(Beginning of Listed entries)

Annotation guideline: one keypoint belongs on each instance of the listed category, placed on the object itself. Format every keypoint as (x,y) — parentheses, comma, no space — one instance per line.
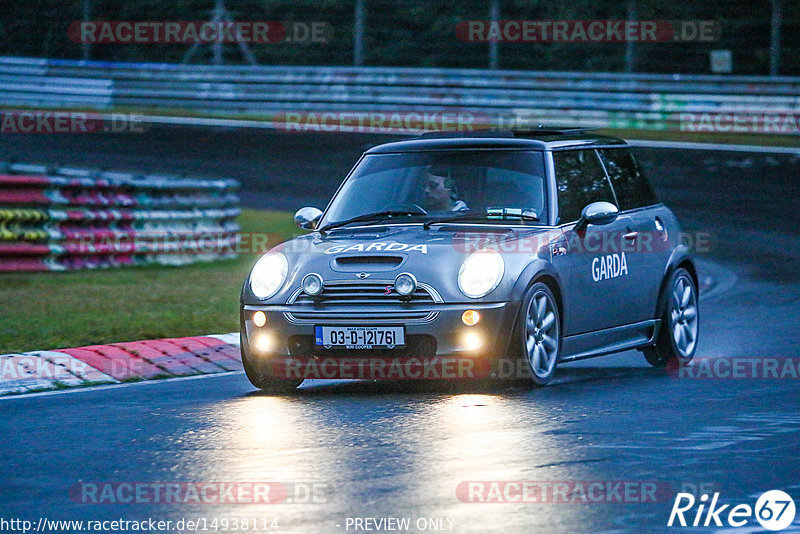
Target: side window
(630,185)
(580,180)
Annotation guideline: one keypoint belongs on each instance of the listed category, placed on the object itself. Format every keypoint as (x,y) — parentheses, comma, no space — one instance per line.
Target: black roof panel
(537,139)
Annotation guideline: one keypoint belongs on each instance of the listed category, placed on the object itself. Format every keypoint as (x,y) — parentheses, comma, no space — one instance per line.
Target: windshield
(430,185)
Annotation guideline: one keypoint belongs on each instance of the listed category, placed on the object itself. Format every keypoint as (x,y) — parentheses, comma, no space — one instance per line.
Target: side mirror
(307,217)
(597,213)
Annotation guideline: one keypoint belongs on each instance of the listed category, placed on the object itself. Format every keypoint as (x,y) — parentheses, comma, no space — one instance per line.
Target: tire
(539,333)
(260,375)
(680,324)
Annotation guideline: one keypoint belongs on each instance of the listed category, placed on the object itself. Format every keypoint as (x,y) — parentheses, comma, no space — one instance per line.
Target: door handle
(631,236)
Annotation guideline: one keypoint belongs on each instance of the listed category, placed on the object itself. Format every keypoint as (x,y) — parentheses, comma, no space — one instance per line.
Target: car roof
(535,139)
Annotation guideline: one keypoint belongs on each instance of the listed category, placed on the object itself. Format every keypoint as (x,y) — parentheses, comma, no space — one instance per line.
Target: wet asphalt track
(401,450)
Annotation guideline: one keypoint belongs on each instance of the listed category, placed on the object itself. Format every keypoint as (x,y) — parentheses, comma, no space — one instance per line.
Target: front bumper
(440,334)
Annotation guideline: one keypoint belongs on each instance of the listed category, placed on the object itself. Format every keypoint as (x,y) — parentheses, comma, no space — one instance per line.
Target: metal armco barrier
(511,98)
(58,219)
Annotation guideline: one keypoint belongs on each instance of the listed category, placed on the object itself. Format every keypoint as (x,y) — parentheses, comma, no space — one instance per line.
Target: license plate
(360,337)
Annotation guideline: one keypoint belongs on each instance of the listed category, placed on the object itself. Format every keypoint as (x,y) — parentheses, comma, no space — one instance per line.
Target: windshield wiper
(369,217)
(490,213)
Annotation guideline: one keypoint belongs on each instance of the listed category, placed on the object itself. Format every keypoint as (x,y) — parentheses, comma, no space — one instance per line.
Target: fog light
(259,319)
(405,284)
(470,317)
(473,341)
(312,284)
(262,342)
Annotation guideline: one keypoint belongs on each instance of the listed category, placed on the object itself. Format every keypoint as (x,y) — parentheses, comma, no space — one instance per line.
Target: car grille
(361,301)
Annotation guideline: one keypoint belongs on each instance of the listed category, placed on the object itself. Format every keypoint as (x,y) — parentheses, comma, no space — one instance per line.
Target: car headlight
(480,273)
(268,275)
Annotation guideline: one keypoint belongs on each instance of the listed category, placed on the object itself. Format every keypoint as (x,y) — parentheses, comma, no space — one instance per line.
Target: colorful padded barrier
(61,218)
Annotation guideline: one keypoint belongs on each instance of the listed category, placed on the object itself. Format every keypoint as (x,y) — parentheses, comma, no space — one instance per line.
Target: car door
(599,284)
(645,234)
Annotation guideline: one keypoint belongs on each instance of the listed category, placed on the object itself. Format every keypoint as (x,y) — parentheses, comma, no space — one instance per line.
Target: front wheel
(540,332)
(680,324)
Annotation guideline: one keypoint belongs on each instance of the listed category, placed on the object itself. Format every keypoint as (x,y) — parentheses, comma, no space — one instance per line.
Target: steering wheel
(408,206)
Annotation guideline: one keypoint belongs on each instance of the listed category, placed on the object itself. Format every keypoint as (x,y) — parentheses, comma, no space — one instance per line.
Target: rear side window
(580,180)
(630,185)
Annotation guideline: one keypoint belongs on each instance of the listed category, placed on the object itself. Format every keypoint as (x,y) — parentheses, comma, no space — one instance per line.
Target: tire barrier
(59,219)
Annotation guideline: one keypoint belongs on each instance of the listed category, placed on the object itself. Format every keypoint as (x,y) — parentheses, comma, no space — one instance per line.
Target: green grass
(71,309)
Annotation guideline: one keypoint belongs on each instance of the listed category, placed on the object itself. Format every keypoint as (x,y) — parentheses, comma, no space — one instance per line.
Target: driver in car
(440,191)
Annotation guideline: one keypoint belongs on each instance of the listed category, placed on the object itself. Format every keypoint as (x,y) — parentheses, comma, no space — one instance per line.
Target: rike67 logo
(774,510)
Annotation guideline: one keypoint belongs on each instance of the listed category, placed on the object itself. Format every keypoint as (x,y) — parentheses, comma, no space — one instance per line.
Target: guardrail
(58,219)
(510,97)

(End of Listed entries)

## Aim of the task
The images are to be left out; every line above should be set down exactly.

## Response to this exercise
Annotation guideline: one keypoint belongs on each instance of the listed category, placed on the object itself. Format every keypoint as (x,y) — parentheses, comma, no space — one instance per line.
Target: side window
(630,185)
(580,180)
Annotation guideline: one keypoint belongs on each instance of the listed category, placed on the object itself. Format every keypoint as (x,y) — parentheses, comma, no space — one instance per line.
Target: black roof panel
(537,139)
Annotation guideline: one keypoint belongs on each instance of the listed category, placed on the object itself. Format every keypoint as (x,y) — parentheses, comma, no space — one instance per line.
Target: windshield
(430,185)
Annotation guideline: one keypoint belongs on each instance of the listed category, placed on the object itself. Format every keypoint as (x,y) — parentheses, comma, no space — one instance per line.
Target: side mirror
(307,217)
(597,213)
Annotation guideline: one keypoint belongs on each instance of the listed category, placed on the object itself. Format every keypoint as (x,y) — parentheses, comma, no space — one instance per line.
Target: tire
(539,333)
(260,375)
(680,324)
Annotation guideline: one keypoint belongs on each instance of the listed category, placed on the object itself. Format every keypoint as (x,y) — parentheses, comma, no space — one instance per line.
Target: door handle
(631,236)
Annotation guideline: one keypoint belongs on each instance of the listed category, placed on the object itself. Format every keypoint as (x,y) — parentheses, comma, no space — one instance per line.
Target: car roof
(535,139)
Annotation guideline: one keypoint belongs on each instance of the listed category, placed on the object itself. Format every keypoint as (x,y) — parentheses, comma, no space — one instance per line.
Target: wet asphalt track
(401,450)
Annotation guideline: one keypoint belongs on each instance of the listed category, placed on the object itself. Format every keypoint as (x,y) — parentheses, comma, no space — one instance per line.
Target: front bumper
(440,334)
Annotation guideline: one keypoint belongs on each instance of the listed category, placed on the object itself. Format every keypoint as (x,y) — parentheses, comma, no space — one instance per line.
Target: metal armco barrier
(511,98)
(58,219)
Annotation guideline: one keypoint belongs on each instance of the listed category, placed on the object itself. Format every keypoint as (x,y) — parentheses, comma, no space — one instance per line.
Target: license plate
(360,337)
Annotation guideline: one keypoint belongs on each instance of the listed category, placed on the object itself. Format every keypoint as (x,y) — parentheses, comma, no space — one instance per line.
Target: windshield wiper
(369,217)
(490,213)
Annotation guideline: one keypoint belongs on each instance of the listed category, placed on the object itself. Format every keypoint as (x,y) — parentheses, comma, no space — one instance per line.
Target: fog light
(259,319)
(405,284)
(470,317)
(473,341)
(312,284)
(262,342)
Annotation guideline: one keypoint belongs on each instance of the listed category, placed on the object itself. Format every keypoint as (x,y) — parentheses, comma, no space — one instance per line.
Target: car grille
(361,301)
Annotation guideline: one keypoint belongs on each instance of the listed category, placed on the object itself. Format every keypoint as (x,y) — parentheses, comma, no space — one instance per line.
Target: car headlight
(480,273)
(268,275)
Annotation guideline: one keypoint belongs on each instance of the listed category, placed on the object itself. Format every keypoint as (x,y) — parentheses, comma, no space — one instance per line.
Target: colorful padded barrier
(61,218)
Annotation guideline: one keypoint belongs on each instance of the listed category, placed on the object itself. Format every keypoint as (x,y) — parentheses, comma, no space — one instance per line.
Target: car door
(599,284)
(645,234)
Annotation guideline: one keypoint belongs on each instance of the listed category, placed on the object itself. Format every keypoint as (x,y) — parentheses, comma, no space — one instance per line.
Target: front wheel
(540,332)
(680,324)
Annotation guideline: one keypoint belongs on each instance of the listed category, placed on the object itself. Format every keypoint as (x,y) — parentheses, comma, no space — one instance per line.
Target: steering wheel
(408,206)
Annotation guideline: one keypoint belongs on each instance of the listed category, placed on the object itself. Format every keypoint as (x,y) — parentheses, comma, no space — one instance per line.
Target: rear side window
(580,180)
(630,185)
Annotation guideline: one keypoint belongs on each instance of the listed category, placed on the object itself. Format every keypoint as (x,y) — parentheses, comma, no space — one instance per line.
Target: tire barrier
(59,219)
Annotation guideline: one keypoint belongs on each instance of the listed category, placed on the object itself. Format every keypoint as (x,y) — parentheses, comma, no space — one instance per line.
Target: green grass
(71,309)
Annotation guideline: one keypoint belongs on each instance of the listed category, placed on the object itself. Format every keypoint as (x,y) — parentheses, comma, no space — one instance per line.
Target: driver in car
(440,191)
Annotation guideline: one keypoint belongs on each instance of the listed category, placed on the object itself. Format every keypoint as (x,y) — parentheses, comma, no space — one instance per line.
Target: rike67 logo
(774,510)
Annotation guideline: one keypoint belongs on each instance of the listed category, placed on the object itself. Format every keypoint as (x,y) — parentheses, comma, no space — one instance per line.
Target: guardrail
(58,219)
(510,97)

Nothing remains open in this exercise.